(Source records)
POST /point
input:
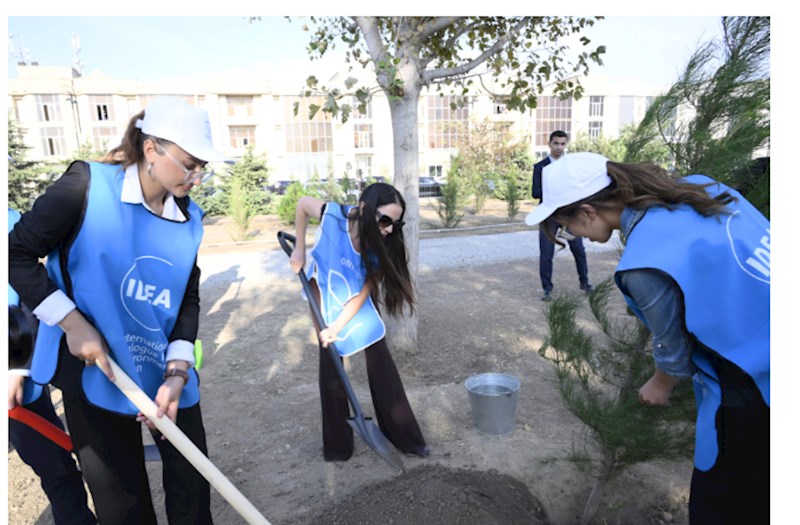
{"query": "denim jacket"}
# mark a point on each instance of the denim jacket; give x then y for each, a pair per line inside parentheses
(659, 298)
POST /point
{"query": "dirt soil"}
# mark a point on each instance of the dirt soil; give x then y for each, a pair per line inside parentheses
(261, 406)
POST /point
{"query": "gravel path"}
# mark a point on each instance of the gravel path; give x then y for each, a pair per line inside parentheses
(434, 254)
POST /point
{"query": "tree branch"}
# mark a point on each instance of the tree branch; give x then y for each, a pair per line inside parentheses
(433, 74)
(434, 25)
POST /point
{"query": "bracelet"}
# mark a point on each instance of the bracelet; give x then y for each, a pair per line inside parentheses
(172, 372)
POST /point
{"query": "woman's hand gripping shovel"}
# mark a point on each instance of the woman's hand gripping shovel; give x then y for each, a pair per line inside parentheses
(185, 446)
(365, 427)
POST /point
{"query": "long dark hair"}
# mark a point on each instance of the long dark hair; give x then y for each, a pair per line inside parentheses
(391, 275)
(131, 149)
(639, 186)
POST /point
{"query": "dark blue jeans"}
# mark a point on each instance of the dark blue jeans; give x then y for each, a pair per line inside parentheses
(546, 251)
(61, 480)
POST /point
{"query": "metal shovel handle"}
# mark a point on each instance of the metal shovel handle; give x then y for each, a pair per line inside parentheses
(284, 239)
(368, 431)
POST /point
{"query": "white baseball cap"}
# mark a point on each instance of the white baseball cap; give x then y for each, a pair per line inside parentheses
(571, 178)
(177, 121)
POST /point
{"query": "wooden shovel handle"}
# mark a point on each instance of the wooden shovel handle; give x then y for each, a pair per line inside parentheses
(185, 446)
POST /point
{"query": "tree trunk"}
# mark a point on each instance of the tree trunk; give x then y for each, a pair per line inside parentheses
(402, 331)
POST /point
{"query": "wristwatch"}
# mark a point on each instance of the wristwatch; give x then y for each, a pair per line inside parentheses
(172, 372)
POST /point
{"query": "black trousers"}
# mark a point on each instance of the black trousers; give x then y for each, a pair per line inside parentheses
(60, 478)
(546, 252)
(736, 489)
(111, 455)
(392, 410)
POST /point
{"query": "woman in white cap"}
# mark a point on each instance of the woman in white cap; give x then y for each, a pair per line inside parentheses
(696, 270)
(121, 239)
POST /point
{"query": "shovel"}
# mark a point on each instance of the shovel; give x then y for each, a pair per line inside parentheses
(58, 436)
(186, 447)
(365, 427)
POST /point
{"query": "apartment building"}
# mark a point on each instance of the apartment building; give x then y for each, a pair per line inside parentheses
(58, 110)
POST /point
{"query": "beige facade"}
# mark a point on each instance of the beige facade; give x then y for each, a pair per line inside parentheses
(59, 110)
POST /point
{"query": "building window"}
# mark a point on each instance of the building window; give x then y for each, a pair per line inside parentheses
(627, 106)
(500, 107)
(363, 167)
(363, 136)
(357, 114)
(144, 100)
(595, 106)
(304, 135)
(102, 108)
(552, 114)
(307, 141)
(242, 136)
(448, 118)
(102, 137)
(240, 106)
(595, 130)
(48, 108)
(53, 143)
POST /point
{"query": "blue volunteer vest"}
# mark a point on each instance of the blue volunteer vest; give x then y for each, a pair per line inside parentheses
(129, 270)
(31, 391)
(722, 266)
(340, 275)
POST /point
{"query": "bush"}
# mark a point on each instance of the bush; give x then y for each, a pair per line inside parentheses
(286, 209)
(451, 204)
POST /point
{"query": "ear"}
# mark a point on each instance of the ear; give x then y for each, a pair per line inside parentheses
(589, 210)
(150, 150)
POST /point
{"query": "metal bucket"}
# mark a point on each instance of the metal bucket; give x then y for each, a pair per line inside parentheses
(493, 398)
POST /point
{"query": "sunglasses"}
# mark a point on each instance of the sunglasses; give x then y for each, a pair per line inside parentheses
(564, 234)
(384, 221)
(190, 176)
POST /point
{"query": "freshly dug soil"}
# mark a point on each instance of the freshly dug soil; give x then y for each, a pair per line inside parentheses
(435, 495)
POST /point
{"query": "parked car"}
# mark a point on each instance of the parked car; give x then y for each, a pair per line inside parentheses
(428, 187)
(279, 187)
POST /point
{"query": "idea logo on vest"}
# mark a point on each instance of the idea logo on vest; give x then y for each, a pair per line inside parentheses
(144, 289)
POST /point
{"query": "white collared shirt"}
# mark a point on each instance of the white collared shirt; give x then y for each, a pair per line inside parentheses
(132, 194)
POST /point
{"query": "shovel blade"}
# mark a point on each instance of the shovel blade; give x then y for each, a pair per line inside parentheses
(372, 436)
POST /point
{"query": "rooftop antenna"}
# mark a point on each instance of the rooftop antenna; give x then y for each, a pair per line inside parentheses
(77, 65)
(16, 49)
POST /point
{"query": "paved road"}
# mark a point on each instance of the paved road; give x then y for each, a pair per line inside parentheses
(434, 254)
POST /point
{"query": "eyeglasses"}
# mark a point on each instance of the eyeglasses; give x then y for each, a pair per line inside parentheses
(191, 176)
(564, 234)
(384, 221)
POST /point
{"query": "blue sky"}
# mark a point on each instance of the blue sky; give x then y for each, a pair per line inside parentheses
(650, 49)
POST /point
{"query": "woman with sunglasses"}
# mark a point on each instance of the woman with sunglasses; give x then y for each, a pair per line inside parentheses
(121, 238)
(358, 262)
(696, 270)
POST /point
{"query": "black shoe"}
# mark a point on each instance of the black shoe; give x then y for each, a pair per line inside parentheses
(422, 452)
(337, 456)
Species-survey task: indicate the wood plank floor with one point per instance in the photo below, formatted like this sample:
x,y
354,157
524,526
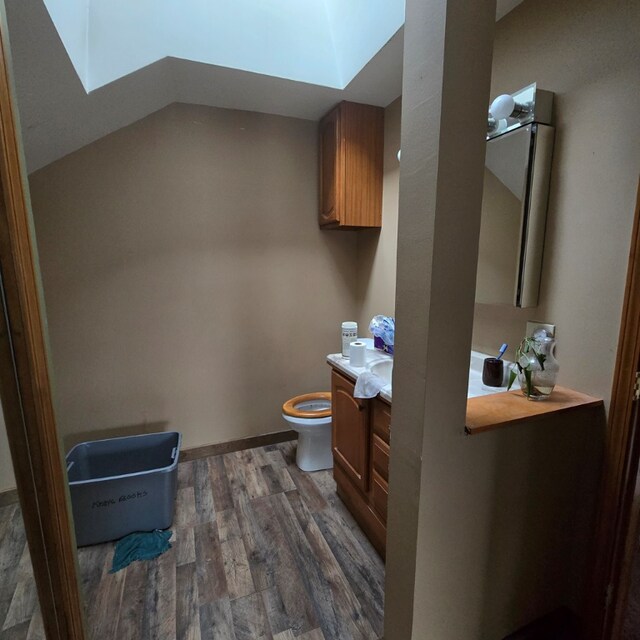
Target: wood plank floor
x,y
261,550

ACTIVITY: When you transcribe the lines above, keep every word exact but leave the pictures behind.

RESULT OF THE EXERCISE:
POST /point
input:
{"query": "denim jacket"}
# mark a point on each instance of the denim jacket; give x then y for each, a pair per line inside parentheses
(659, 298)
POST /point
{"query": "dirt soil"}
# mark a point on each instance of the dirt soil; give x then y for each, a pair per line inside parentheses
(261, 406)
POST /point
{"query": "gravel path"}
# mark a point on each instance of the gravel path; give x then y for each, a pair per line inside parentheses
(434, 254)
POST /point
{"query": "tree branch"}
# mark a point on each instance of the tree branch; give x then y for each, a pair per line inside parentheses
(433, 74)
(434, 25)
POST /point
{"query": "bracelet"}
# mark a point on each instance of the bracelet; give x then y for each, a pair per line inside parentheses
(172, 372)
POST /point
{"query": "woman's hand gripping shovel"}
# mark a point on each instance of the woman's hand gripping shovel; give x then y for each, a pair per line inside parentheses
(185, 446)
(365, 427)
POST /point
{"query": "long dark hair"}
# mark a point on each instance of the long dark hair; give x then y for each, a pair per line inside parentheses
(391, 275)
(131, 149)
(639, 186)
POST /point
{"query": "dark blue jeans"}
# mark a point on each instance of the dark blue jeans; give x then y for each, a pair per line inside parentheses
(546, 251)
(61, 480)
POST /point
{"query": "metal shovel handle"}
# mark a point on each instance of the metal shovel handle; give x then y for each, a pair per line inside parentheses
(284, 239)
(368, 431)
POST /point
{"query": "white baseball cap"}
# mark a point on each instance of the white baseball cap; give x then y for each, a pair per line inside parentheses
(571, 178)
(177, 121)
POST /point
{"query": "wooden shovel handle"}
# mark a point on each instance of the wooden shovel handle; give x then y for each, a pair per line inside parentheses
(185, 446)
POST /point
{"query": "tree trunk"}
# mark a point on each instance of the tree trunk; give x then y for each, a pair per line inside parentheses
(402, 331)
POST /point
{"query": "wristwatch"}
# mark a point on each instance of the wristwatch; give x then y for each, a pair per line inside parentheses
(172, 372)
POST /point
{"query": "black trousers"}
# mark a point on each instance of the black trousers; give x then y for each, a pair per line inside parentheses
(60, 478)
(546, 252)
(736, 489)
(111, 455)
(392, 410)
POST /point
{"query": "woman in white cap"}
# mark a point on each instance of the woman in white cap; give x then y for each, a pair per line inside parentheses
(696, 270)
(121, 239)
POST /point
{"query": "shovel"}
# mark a point on each instance of the shovel; give x then y for each, a pair per line inside parentheses
(58, 436)
(186, 447)
(365, 427)
POST /point
{"query": "apartment building"}
# mark a point on each instance of the apartment building; give x then y for each, a pair per line inside parentheses
(58, 110)
POST /point
{"query": "beige facade"}
# mark a point on each instance of the beige facade; give x then y for each, a pair per line inside parentheses
(59, 110)
POST /point
{"query": "building window"}
# mark a point on each instance of the building window; give x then y for each, a pair per line inside parentheses
(627, 106)
(500, 107)
(363, 167)
(363, 136)
(357, 114)
(144, 100)
(595, 106)
(304, 135)
(102, 108)
(552, 114)
(307, 141)
(242, 136)
(448, 118)
(102, 137)
(240, 106)
(595, 130)
(48, 108)
(53, 143)
POST /point
{"query": "blue volunteer vest"}
# mark a point on each instance of the blue volunteer vest; give x then y for each, a pair per line inside parentheses
(129, 270)
(31, 391)
(722, 266)
(340, 275)
POST /point
{"query": "bush"}
# mark a point on each instance of the bush; give x then y for each, a pair per line inside parentheses
(286, 209)
(451, 204)
POST /point
{"query": "ear"}
# mark a point on each instance of the ear; give x then y for each, a pair per line inside parentheses
(589, 210)
(150, 150)
POST /point
{"query": "metal bucket"}
# mark a point on each instance of the metal bucket; give x then y for each, a pair per line inside parentheses
(493, 398)
POST /point
{"query": "sunglasses"}
# mark a point on each instance of the sunglasses; give x then y for each, a pair per line inside parentheses
(564, 234)
(384, 221)
(190, 176)
POST /point
{"query": "freshly dug soil"}
# mark a point on each instance of the freshly dug soil; give x then y for each, a pair per line inside parentheses
(435, 495)
POST /point
{"query": "parked car"}
# mark a point on each instance of the parked car; give x then y for each, a pair per line inside parentheses
(428, 187)
(279, 187)
POST /point
{"query": "idea logo on vest"}
# mark a point on each instance of the idea logo on vest; give x then y for each, a pair per line inside parentheses
(144, 289)
POST /point
{"query": "white collared shirt"}
# mark a point on each instance of the white collared shirt; give x then y for each, a pair per line inside parentheses
(132, 194)
POST /point
{"query": "shovel blade"}
# mark a point on each instance of the shovel blade; give x then y for each, a pair per line inside parentheses
(372, 436)
POST /point
{"query": "rooftop antenna"}
# mark a point on each instance of the rooftop antenna; give x then y for each, a pair per line inside parentheses
(77, 65)
(16, 49)
POST /point
{"query": "paved road"}
# mark a point on each instance of the paved road; give x then y for each, a pair per line inside parentheses
(434, 254)
POST /point
{"query": "eyeglasses"}
# mark a point on each instance of the eyeglasses; give x then y for each, a pair per line inside parentheses
(191, 176)
(564, 234)
(384, 221)
POST /point
{"query": "blue sky"}
# mark a point on each instance of the blue sky; give x then y for each, a pair per line inside parentheses
(650, 49)
POST /point
{"query": "woman with sunglasses"}
# mark a point on each instance of the woman with sunglasses; give x then y for each, a pair per line inside parentheses
(121, 238)
(358, 262)
(696, 270)
POST /point
{"query": "black shoe"}
# mark a point on each instance of the black shoe; give x then y for each, a pair per line inside parentheses
(422, 452)
(337, 456)
Species-survey task: indicate the wood plank floor with one point per instance in the photo below, formatted like this sample:
x,y
354,157
524,526
Target: wood plank floor
x,y
261,550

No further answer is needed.